Text excerpt Block Start

Fans of the late, great Elvis Presley will have a unique chance to acquire a piece of The King, 35 years after his death – including an Elvis Presley 1954 Eagles Nest original hand-painted concert poster, Memphis TN (estimate: $30,000+), from the beginning of his career – when Heritage Auctions’ presents its second Ultimate Elvis Signature Auction on Tuesday, Aug. 14, at The Peabody Hotel in Memphis, Tennessee.
“Elvis remains one of the most popular and durable figures in American Pop Culture,” said Margaret Barrett, Director of Entertainment & Music Memorabilia at Heritage Auctions. “This auction, our second event totally dedicated to Elvis, is a celebration of his amazing life and legacy. From autographs and signed documents, rare concert posters and photos, personally owned jewelry and clothing, recordings and a variety of memorabilia, fans of Elvis will all have an opportunity to bid on their favorite pieces.”
Elvis collectors and aficionados alike will have a chance to preview the 300+ Elvis artifacts on display at the famous Peabody Hotel on Sunday (3:00 PM – 9:00 PM), Monday (9:00 AM – 8:00 PM) and Tuesday (9 a.m. to 12 noon), Aug. 12-14, before the auction.

Text excerpt Block End

*How to complete this task*. Keep writing the Elvis auction announcement above, picking up right after its last sentence.

Entries provided Block Start

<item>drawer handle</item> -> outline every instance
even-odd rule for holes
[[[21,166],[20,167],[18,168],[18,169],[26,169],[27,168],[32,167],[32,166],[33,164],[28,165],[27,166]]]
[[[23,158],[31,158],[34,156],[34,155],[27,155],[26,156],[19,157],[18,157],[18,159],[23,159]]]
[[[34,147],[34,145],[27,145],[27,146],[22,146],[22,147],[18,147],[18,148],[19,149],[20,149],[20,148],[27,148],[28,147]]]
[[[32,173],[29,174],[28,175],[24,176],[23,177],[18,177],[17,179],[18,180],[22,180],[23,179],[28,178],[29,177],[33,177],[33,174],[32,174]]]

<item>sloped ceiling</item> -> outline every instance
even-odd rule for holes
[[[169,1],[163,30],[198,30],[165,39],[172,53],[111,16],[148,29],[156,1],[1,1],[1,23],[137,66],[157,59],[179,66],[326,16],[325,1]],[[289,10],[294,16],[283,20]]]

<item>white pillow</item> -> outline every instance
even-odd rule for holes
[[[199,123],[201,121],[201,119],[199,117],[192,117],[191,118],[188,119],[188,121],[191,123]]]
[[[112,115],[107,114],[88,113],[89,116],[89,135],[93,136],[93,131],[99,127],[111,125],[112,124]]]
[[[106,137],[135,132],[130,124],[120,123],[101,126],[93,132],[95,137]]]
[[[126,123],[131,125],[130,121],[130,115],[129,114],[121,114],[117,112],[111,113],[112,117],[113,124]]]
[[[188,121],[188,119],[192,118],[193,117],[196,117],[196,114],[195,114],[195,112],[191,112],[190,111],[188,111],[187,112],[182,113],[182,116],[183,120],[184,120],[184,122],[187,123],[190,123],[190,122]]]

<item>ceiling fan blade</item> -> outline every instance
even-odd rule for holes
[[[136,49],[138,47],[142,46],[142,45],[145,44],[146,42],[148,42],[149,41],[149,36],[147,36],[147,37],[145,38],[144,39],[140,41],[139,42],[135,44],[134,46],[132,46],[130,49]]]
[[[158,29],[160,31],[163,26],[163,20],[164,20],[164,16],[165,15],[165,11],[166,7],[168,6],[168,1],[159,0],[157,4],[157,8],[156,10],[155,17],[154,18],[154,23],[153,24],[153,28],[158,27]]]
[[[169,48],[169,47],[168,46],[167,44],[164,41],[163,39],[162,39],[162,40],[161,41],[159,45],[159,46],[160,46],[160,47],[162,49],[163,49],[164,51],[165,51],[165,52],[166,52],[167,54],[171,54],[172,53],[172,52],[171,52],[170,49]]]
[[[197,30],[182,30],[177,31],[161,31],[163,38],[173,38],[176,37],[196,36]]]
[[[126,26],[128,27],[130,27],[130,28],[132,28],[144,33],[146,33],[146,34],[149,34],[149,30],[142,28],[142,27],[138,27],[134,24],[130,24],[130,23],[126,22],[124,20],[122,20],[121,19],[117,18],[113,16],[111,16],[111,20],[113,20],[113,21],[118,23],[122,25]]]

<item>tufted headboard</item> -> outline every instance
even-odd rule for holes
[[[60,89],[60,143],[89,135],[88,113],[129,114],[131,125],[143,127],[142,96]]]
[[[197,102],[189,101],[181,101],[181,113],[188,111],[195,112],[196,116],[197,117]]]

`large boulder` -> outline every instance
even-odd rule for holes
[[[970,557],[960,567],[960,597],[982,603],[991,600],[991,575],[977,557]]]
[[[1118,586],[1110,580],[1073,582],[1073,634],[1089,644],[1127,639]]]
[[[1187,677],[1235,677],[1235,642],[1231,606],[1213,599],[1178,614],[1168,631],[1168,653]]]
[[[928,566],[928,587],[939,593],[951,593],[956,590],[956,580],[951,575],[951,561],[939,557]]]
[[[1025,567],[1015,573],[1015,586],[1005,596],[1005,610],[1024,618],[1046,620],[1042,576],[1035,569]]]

Entries provided Block End
Entries provided Block Start

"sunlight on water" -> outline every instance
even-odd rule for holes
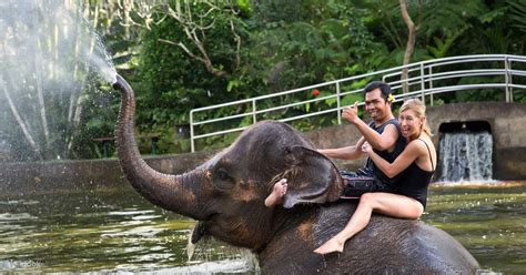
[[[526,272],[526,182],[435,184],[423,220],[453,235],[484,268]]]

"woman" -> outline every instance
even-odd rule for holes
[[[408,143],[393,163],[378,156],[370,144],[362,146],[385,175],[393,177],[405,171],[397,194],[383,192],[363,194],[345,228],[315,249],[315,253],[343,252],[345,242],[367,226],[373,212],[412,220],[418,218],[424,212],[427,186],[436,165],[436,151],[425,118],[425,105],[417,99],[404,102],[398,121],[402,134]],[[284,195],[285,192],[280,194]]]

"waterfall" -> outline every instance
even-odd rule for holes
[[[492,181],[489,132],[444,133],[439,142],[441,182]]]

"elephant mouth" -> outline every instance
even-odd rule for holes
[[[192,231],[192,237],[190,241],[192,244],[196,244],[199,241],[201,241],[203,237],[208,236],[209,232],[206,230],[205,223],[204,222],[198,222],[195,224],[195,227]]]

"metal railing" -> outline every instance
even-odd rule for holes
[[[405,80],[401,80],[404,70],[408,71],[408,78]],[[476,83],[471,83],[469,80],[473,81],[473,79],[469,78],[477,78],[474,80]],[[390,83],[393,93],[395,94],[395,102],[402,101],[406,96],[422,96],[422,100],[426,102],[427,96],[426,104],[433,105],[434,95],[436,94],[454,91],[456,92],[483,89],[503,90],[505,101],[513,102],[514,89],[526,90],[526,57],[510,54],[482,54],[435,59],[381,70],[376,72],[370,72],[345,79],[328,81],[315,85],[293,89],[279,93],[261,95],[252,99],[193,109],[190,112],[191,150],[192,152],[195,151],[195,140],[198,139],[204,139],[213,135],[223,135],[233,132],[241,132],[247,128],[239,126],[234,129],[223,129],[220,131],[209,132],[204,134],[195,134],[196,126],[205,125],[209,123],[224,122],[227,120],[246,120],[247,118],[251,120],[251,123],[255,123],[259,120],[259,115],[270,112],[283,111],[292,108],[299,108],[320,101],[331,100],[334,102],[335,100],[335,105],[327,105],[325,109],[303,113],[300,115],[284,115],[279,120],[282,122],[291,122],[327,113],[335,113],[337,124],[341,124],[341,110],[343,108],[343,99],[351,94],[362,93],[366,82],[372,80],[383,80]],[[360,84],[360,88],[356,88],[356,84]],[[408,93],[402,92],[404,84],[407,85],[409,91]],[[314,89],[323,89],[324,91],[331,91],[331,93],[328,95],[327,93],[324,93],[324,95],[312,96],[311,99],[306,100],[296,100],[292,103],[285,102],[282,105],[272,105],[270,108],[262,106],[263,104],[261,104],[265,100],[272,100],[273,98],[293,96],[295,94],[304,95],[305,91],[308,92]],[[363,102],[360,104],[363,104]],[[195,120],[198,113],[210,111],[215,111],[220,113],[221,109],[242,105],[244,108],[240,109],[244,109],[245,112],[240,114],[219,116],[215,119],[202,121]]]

Entries provided Block End

*Answer box*.
Early Elvis promotional material, in the form of concert posters and programs, has already been creating significant buzz amongst collectors with the top of this grouping coming in the form of the aforementioned Elvis Presley 1954 Eagles Nest original hand-painted concert poster, Memphis TN (estimate: $30,000+), rendered on a black poster board and hand-lettered in red and white gouache paint. It was made for Elvis’ Dec. 10, 1954 gig at the Eagles Nest, the nightclub located on Highway 78, outside of Memphis (though it was likely painted by a local artist). Elvis had been performing at this club since August of that year, with much success.
An Elvis Presley concert poster from Feb. 6, 1955 (estimate: $7,000+), is one of the most important and intriguing pieces of Elvis memorabilia to ever come to the auction block. Elvis had just released his third Sun single, “You’re A Heartbreaker”/”Milkcow Blues Boogie” and was causing a stir regionally, landing on the bill of this big Country concert.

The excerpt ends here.